What needs to be done.
Output all of the entries below precisely as written.

=== Begin Enclosure ===

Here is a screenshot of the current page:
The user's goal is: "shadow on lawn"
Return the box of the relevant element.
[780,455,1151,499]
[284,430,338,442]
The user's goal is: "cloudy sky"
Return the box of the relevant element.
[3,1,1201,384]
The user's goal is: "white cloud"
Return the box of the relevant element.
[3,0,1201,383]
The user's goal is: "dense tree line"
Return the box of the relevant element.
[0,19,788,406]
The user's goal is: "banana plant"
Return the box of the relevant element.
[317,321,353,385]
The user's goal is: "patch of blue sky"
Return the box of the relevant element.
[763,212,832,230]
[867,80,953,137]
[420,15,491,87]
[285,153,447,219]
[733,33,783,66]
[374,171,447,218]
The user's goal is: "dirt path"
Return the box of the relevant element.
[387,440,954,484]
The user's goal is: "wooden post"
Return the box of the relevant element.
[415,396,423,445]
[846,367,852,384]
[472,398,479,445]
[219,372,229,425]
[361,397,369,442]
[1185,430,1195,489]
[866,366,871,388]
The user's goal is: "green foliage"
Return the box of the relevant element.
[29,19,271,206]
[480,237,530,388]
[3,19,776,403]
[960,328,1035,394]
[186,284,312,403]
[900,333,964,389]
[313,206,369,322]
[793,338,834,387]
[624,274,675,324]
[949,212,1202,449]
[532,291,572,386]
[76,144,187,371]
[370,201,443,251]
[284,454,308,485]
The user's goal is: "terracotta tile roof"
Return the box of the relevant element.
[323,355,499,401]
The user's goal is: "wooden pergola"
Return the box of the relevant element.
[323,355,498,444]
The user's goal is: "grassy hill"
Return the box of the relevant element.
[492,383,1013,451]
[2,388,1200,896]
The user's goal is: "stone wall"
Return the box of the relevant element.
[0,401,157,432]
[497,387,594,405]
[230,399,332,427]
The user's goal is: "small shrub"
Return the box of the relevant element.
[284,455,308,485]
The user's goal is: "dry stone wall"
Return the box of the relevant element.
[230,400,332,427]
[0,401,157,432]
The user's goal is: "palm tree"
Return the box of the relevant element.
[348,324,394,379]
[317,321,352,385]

=== End Enclosure ===

Written response.
Here is a screenshot of the current page:
The user's goal is: "shadow on lawn"
Return the box of the relevant element.
[780,455,1151,499]
[284,430,338,442]
The user's goal is: "cloudy sky"
Return the box of the relevant element.
[3,1,1201,384]
The user's goal is: "white cloud"
Return the box of the relevant element.
[3,0,1201,383]
The user's goal is: "dense tree line"
Return the box of the relevant element.
[0,19,788,406]
The user's goal is: "banana plant"
Return the box of the relevant element.
[317,321,353,385]
The user's goal is: "patch of blue sky"
Return the box of the relevant element.
[763,212,832,230]
[867,80,953,137]
[420,15,491,87]
[285,153,447,219]
[733,33,783,66]
[374,171,447,218]
The user's goal is: "dirt path"
Return the box of the relevant element.
[387,440,954,484]
The user's goal is: "wooden post"
Return the box of the relevant element.
[415,396,423,445]
[846,367,852,384]
[472,398,479,445]
[219,372,229,425]
[361,397,369,442]
[1185,430,1195,489]
[866,366,871,388]
The user's goal is: "green foliage"
Return the box of the relevant element.
[29,19,271,206]
[480,237,530,388]
[3,19,776,403]
[960,328,1035,394]
[186,284,312,403]
[900,333,964,389]
[313,206,369,322]
[793,338,834,387]
[624,274,675,324]
[949,212,1202,449]
[532,291,572,386]
[76,144,187,371]
[370,201,443,251]
[284,454,308,485]
The user's goal is: "terracotta tile roof"
Return the box of the relevant element.
[323,355,499,401]
The user's goal is: "wooden pergola"
Return the box of the relevant element.
[323,355,498,444]
The user's goal is: "grassy hill"
Return the box of the relevant element.
[492,383,1013,451]
[2,388,1200,896]
The user's goal is: "stone wall"
Return the box of the relevant element.
[0,401,157,432]
[497,387,594,405]
[230,399,332,427]
The user's goal is: "small shrub"
Return the box of the relevant element.
[284,455,308,485]
The user's goal is: "dry stone wall"
Return the box of the relevant element.
[230,400,332,427]
[0,401,157,432]
The user's goal is: "palm tree"
Return the box of the relevant element.
[348,324,394,379]
[317,321,352,385]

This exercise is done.